## [Problem details]
State how many lines of the records contain the word "woman", matching case exactly, and give only that number.

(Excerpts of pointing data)

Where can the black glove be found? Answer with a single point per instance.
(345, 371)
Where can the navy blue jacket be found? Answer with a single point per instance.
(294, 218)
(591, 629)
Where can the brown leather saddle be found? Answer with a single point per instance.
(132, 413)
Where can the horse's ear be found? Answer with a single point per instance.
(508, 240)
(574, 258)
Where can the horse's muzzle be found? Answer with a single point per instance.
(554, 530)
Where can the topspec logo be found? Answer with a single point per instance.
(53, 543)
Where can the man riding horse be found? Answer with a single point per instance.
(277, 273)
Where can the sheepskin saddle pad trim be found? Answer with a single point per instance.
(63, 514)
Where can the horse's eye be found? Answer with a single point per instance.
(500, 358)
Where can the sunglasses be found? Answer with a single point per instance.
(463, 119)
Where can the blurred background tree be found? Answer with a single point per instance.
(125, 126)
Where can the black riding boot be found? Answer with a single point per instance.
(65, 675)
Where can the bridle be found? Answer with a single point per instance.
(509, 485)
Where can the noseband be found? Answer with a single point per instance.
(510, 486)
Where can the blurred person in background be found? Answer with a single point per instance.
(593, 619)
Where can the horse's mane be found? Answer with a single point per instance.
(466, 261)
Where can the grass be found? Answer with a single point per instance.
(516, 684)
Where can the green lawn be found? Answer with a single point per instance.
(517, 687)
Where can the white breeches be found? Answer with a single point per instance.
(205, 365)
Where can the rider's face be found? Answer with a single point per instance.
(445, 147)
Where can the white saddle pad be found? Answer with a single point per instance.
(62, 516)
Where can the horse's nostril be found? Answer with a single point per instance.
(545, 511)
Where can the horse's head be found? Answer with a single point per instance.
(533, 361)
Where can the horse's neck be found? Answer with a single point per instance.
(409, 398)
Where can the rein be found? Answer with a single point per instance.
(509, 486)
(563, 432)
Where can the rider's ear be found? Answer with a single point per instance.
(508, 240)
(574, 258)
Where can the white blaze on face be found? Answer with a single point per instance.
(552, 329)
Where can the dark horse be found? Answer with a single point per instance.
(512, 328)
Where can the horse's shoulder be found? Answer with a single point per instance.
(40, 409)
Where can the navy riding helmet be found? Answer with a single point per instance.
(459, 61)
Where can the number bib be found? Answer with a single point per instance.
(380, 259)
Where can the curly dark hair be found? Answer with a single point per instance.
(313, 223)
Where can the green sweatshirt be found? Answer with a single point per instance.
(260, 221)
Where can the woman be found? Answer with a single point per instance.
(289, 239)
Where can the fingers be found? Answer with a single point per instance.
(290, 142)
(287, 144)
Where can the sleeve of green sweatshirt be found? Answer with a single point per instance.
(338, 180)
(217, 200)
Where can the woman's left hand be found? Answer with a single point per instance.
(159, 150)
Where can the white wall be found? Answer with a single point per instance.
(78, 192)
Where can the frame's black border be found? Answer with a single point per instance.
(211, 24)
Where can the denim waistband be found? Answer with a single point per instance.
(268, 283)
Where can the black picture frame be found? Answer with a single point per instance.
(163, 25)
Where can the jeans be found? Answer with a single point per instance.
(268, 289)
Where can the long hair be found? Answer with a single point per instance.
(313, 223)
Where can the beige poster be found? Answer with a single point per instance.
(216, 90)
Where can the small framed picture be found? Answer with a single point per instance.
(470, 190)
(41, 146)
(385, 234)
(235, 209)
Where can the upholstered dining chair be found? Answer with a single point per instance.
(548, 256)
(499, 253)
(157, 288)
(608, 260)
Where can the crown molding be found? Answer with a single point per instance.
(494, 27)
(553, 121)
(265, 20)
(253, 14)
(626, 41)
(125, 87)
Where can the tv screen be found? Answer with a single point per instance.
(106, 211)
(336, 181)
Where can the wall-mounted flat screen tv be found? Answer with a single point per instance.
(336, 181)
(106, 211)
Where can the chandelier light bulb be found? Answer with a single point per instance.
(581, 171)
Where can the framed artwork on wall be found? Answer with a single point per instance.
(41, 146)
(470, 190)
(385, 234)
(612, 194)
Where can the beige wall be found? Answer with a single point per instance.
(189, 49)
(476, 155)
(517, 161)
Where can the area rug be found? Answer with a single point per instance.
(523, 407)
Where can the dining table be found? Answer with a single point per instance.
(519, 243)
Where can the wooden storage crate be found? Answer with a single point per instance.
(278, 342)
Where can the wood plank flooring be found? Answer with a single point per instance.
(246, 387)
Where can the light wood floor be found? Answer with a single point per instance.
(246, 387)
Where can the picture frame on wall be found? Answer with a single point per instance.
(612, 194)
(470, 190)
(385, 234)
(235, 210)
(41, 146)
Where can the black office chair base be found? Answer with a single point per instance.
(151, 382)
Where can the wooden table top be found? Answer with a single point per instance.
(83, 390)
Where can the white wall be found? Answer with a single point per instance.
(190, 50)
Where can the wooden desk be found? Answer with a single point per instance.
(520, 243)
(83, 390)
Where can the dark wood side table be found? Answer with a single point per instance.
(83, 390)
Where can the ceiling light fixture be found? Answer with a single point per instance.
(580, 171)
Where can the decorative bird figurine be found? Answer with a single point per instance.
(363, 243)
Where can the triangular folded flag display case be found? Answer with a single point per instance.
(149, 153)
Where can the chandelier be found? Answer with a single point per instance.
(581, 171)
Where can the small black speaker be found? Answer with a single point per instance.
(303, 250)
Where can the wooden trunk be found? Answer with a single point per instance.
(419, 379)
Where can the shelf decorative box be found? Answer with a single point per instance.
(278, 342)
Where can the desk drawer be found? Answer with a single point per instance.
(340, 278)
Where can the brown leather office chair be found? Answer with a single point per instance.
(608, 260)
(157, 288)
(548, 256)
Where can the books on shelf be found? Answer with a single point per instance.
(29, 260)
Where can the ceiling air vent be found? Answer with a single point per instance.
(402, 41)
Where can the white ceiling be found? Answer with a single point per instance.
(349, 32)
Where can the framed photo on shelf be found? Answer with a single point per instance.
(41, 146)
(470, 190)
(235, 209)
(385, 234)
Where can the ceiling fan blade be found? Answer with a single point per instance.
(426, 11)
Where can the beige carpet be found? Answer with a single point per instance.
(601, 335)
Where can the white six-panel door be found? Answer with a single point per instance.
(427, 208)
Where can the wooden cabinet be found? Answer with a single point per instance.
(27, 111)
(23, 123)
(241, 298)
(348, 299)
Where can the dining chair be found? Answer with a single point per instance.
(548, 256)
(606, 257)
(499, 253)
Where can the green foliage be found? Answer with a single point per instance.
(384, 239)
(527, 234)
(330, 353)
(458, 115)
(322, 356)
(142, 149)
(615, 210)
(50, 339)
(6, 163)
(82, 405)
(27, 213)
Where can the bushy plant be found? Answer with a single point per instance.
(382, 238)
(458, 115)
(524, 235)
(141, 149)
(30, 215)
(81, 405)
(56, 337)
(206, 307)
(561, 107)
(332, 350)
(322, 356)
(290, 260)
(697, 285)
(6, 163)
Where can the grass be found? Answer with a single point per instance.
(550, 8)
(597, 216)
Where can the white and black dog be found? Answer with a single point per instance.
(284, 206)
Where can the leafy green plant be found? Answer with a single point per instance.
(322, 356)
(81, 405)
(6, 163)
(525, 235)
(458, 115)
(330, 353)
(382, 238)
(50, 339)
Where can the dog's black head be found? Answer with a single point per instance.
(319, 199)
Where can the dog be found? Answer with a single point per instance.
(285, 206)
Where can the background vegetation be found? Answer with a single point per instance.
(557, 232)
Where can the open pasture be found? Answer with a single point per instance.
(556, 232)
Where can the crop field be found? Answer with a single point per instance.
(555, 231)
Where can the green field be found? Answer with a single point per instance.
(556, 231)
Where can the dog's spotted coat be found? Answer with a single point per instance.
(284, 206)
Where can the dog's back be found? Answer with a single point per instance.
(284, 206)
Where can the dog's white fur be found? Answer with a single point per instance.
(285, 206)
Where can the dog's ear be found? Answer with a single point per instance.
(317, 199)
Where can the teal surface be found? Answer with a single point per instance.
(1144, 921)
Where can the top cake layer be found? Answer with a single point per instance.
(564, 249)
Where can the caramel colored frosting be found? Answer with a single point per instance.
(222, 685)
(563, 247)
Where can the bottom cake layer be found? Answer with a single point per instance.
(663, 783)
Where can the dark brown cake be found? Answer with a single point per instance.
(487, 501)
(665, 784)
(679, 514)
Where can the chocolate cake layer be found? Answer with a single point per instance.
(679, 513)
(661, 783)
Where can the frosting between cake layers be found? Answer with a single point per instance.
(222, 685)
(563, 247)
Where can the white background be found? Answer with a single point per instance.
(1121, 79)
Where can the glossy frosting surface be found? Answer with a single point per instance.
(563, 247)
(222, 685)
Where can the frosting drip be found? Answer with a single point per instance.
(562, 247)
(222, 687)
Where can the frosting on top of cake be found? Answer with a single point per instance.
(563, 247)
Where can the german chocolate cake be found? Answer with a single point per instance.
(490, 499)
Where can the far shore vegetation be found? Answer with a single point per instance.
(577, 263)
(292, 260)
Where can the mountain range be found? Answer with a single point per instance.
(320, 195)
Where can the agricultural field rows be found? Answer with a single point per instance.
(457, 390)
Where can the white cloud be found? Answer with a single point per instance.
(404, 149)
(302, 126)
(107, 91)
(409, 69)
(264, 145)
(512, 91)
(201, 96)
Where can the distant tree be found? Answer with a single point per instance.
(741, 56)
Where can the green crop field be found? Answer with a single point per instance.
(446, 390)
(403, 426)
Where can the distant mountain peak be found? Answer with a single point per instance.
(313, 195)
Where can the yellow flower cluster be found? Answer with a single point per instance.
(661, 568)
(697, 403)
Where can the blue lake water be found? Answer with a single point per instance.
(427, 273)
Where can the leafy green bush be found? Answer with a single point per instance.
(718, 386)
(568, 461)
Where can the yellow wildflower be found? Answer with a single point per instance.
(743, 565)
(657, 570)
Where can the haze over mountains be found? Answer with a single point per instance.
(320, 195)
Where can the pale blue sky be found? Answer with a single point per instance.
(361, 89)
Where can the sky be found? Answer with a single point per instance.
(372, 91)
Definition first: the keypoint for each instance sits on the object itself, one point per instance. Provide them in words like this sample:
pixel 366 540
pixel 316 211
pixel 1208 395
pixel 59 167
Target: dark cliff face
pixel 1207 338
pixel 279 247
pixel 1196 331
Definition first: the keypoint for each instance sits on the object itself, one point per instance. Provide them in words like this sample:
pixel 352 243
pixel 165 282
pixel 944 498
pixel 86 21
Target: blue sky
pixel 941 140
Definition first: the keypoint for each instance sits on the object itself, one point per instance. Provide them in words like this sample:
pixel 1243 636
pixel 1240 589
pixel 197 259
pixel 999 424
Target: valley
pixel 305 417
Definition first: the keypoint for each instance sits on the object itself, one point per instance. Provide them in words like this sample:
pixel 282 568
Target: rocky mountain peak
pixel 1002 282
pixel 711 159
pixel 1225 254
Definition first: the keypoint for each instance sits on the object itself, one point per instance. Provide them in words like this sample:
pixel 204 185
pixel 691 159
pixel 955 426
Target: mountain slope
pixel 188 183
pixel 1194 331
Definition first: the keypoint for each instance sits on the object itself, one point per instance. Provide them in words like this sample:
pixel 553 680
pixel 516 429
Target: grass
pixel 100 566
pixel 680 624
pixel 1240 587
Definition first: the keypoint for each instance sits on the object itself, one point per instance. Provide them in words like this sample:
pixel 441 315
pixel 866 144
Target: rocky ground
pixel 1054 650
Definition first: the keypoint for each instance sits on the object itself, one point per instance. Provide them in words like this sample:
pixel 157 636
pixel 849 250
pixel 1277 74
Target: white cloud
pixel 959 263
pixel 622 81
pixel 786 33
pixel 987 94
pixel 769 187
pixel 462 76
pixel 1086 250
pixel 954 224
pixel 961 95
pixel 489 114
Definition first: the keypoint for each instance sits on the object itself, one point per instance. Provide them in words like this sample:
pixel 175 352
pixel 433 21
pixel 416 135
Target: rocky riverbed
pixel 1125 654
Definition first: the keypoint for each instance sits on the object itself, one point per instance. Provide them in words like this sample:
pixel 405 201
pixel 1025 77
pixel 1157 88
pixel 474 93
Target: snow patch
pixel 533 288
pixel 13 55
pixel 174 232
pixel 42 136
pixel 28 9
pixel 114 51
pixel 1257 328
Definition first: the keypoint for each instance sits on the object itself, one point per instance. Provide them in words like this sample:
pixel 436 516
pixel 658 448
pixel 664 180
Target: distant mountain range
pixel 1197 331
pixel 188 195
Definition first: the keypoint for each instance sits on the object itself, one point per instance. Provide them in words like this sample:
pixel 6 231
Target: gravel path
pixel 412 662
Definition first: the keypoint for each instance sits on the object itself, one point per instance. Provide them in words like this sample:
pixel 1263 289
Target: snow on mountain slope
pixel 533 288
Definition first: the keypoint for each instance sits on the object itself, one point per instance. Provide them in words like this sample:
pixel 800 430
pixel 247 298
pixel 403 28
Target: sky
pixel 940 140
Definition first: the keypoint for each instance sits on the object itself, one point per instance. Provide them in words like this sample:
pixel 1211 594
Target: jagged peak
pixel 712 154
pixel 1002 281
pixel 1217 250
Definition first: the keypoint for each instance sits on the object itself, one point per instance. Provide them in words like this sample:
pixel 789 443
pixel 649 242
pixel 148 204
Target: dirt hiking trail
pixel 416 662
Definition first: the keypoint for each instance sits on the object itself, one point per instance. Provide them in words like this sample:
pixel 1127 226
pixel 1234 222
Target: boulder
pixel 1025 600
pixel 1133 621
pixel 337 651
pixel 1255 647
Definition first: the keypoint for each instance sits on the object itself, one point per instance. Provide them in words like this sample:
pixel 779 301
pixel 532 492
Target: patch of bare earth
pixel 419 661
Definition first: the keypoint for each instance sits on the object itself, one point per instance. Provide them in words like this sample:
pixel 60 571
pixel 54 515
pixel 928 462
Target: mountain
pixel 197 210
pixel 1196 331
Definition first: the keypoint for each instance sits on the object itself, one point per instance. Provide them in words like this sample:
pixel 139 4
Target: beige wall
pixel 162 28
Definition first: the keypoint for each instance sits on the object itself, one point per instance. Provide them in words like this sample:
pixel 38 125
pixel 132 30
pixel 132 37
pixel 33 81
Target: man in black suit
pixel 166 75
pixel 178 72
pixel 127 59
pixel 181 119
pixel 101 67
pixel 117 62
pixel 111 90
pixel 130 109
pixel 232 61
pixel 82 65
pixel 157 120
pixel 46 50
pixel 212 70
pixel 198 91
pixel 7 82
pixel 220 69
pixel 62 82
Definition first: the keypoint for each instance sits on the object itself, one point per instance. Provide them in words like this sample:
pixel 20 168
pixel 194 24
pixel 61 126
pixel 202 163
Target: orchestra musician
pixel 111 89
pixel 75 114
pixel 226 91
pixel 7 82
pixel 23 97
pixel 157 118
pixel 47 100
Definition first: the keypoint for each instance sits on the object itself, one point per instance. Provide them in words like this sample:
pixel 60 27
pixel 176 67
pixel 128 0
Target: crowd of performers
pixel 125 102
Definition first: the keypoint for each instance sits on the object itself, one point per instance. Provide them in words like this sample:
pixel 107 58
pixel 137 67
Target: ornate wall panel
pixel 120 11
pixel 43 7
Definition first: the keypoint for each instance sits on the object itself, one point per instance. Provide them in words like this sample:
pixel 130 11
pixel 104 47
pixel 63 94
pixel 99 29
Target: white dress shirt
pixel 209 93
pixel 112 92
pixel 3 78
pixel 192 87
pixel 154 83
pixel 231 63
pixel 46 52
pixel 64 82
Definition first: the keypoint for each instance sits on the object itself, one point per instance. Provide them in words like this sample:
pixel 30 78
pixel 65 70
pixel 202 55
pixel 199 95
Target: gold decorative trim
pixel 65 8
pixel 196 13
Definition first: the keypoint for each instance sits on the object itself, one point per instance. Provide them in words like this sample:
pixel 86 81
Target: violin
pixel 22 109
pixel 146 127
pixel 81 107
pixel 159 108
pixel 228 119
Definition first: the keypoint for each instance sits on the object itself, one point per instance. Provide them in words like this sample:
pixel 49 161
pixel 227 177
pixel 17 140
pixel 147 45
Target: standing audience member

## [Result for this task]
2